## Input data:
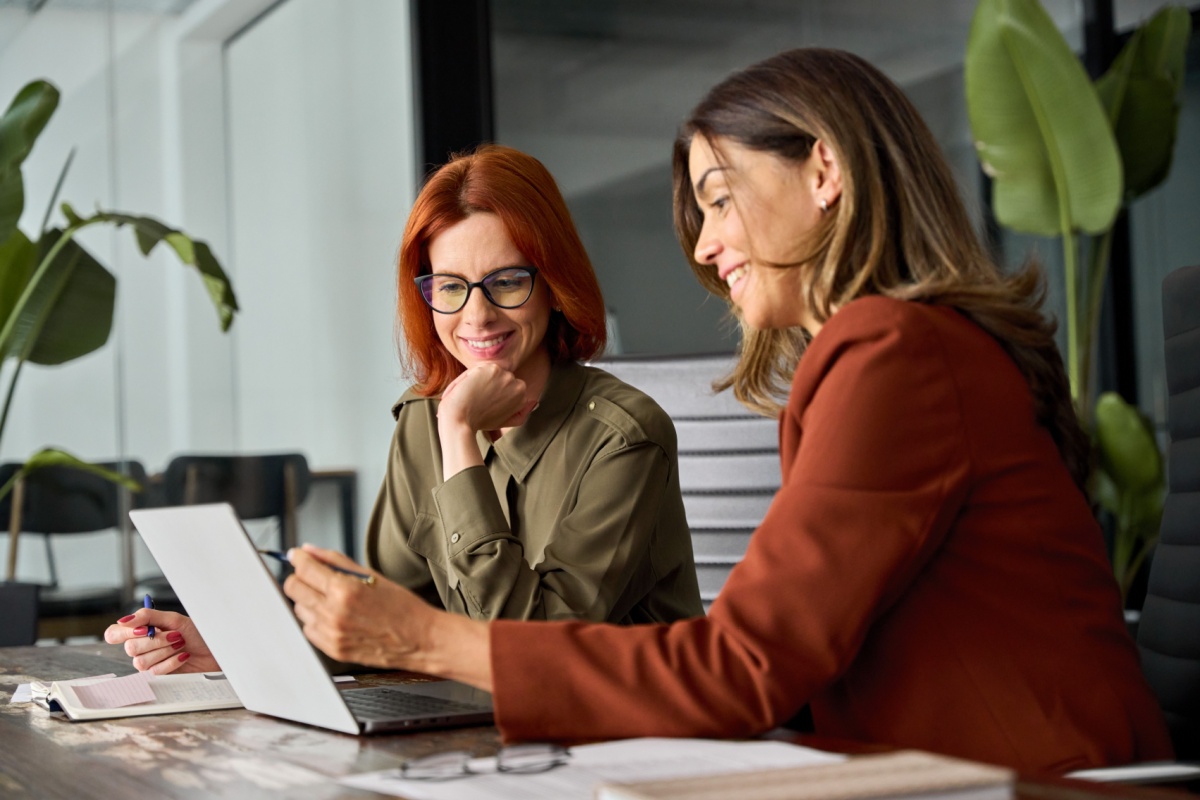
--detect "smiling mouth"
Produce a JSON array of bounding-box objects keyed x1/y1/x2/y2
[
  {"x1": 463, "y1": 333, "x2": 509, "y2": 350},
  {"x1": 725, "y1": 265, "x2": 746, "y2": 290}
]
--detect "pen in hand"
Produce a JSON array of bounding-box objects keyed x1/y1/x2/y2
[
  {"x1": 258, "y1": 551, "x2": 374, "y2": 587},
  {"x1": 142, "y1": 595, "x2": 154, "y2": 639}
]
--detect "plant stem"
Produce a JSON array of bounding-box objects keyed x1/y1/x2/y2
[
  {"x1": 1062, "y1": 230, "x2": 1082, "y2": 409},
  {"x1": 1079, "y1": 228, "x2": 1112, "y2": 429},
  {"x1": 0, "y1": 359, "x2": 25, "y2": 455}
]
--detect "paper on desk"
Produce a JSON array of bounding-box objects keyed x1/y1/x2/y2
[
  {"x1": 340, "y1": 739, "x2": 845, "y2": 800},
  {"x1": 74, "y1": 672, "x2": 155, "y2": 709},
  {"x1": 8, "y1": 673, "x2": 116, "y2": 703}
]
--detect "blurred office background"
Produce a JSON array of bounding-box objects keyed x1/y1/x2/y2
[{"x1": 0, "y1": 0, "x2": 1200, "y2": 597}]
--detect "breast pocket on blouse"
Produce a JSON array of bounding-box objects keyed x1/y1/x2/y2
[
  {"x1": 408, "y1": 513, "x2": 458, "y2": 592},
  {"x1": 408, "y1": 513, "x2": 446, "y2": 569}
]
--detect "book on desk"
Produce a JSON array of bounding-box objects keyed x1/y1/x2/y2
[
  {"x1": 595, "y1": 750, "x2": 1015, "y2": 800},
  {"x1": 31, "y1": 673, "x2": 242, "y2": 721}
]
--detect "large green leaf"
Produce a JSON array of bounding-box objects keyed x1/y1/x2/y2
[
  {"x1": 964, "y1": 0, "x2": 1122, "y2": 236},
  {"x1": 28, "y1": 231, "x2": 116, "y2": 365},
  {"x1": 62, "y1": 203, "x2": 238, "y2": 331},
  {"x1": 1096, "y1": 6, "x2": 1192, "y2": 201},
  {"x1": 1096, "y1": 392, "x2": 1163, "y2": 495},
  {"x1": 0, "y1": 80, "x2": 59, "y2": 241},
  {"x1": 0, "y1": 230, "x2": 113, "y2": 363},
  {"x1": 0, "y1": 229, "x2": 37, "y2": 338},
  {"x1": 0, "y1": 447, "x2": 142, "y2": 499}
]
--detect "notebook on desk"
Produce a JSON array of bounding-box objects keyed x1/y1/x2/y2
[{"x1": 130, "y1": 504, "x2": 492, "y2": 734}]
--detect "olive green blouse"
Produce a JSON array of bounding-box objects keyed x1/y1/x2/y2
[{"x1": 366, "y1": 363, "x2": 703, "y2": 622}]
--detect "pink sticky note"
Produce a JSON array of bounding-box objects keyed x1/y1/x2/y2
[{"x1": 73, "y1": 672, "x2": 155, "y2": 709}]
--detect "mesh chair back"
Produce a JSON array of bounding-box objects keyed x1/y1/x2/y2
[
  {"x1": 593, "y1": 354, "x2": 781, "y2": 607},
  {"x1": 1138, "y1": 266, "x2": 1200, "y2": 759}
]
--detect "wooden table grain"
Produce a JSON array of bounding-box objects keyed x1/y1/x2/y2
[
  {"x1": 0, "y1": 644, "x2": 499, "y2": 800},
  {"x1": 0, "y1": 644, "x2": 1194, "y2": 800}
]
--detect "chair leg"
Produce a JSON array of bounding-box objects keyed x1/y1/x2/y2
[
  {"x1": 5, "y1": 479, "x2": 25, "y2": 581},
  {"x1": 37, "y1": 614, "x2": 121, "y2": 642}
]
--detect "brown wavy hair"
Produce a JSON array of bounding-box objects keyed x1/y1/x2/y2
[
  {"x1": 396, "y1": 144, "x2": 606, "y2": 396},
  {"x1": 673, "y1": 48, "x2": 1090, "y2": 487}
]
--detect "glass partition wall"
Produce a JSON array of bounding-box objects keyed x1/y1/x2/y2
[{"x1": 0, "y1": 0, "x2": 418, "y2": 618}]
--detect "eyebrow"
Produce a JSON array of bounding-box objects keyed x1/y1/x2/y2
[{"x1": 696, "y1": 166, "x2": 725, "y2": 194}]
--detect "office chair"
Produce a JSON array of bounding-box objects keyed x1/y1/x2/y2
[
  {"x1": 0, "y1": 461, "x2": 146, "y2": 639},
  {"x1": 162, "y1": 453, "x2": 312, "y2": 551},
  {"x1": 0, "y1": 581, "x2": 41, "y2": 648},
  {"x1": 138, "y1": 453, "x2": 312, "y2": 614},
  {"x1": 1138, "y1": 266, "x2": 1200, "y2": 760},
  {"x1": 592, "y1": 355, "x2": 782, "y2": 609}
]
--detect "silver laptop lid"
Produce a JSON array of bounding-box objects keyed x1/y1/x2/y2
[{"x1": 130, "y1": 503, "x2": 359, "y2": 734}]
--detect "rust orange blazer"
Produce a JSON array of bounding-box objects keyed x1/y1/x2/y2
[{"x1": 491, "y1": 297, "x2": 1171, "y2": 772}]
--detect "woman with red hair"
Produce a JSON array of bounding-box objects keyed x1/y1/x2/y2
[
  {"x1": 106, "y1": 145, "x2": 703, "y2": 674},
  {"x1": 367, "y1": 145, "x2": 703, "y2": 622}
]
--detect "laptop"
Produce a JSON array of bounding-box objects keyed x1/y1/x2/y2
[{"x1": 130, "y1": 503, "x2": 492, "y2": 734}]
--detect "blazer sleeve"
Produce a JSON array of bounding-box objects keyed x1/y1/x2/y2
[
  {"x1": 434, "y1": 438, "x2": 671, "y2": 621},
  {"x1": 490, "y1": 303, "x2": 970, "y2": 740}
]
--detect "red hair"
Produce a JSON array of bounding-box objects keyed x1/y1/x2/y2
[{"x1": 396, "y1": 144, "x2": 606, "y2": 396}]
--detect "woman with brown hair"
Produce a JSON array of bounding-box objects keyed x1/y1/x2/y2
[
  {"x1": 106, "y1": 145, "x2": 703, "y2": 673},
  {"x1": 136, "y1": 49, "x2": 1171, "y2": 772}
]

## Problem:
List each line of the data that contains the word "blazer".

## Written answer:
--detect "rust orange blazer"
--detect "blazer sleeve"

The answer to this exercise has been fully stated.